■ Available data ■
——

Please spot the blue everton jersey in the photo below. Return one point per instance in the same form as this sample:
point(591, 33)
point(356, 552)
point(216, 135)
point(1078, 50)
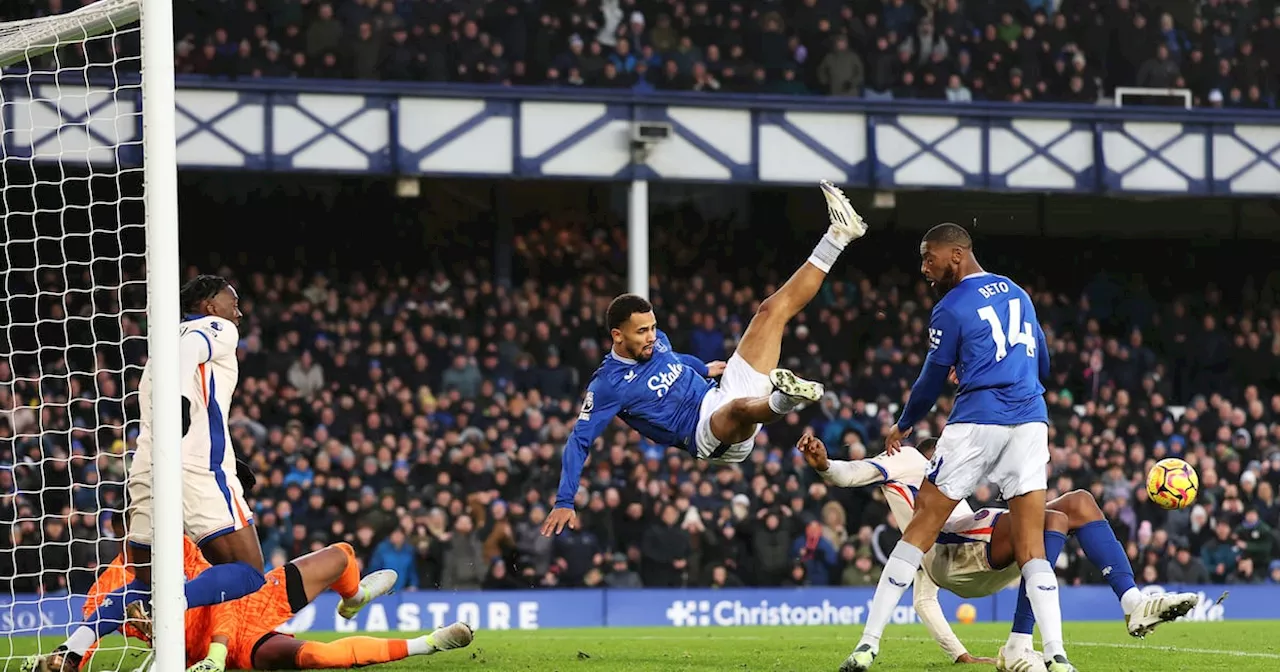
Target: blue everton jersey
point(659, 398)
point(986, 327)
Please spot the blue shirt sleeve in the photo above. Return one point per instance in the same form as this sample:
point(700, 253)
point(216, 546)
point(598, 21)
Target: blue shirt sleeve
point(599, 406)
point(693, 362)
point(1042, 353)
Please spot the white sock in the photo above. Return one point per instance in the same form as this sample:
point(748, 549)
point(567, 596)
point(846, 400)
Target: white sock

——

■ What you should do ■
Put each line of the data above into a numbered list, skipping any blank lines and leaving out the pictures.

■ Answer to this task ■
1. Please spot the blue everton jersey in the photo below. Return one point per instance in the same form as this sample:
2. point(591, 33)
3. point(356, 552)
4. point(216, 135)
5. point(1078, 50)
6. Target: blue everton jersey
7. point(659, 398)
8. point(986, 327)
9. Please spot the blue shirt sleeve in the photo above. Return one point per instance in the same form as this sample:
10. point(700, 253)
11. point(216, 546)
12. point(598, 21)
13. Target: blue shirt sleeve
14. point(599, 406)
15. point(693, 362)
16. point(1042, 353)
17. Please spot the white sock in the photo above. Return one point per instance in the same form as this sample:
18. point(748, 549)
19. point(567, 596)
20. point(846, 400)
21. Target: white sock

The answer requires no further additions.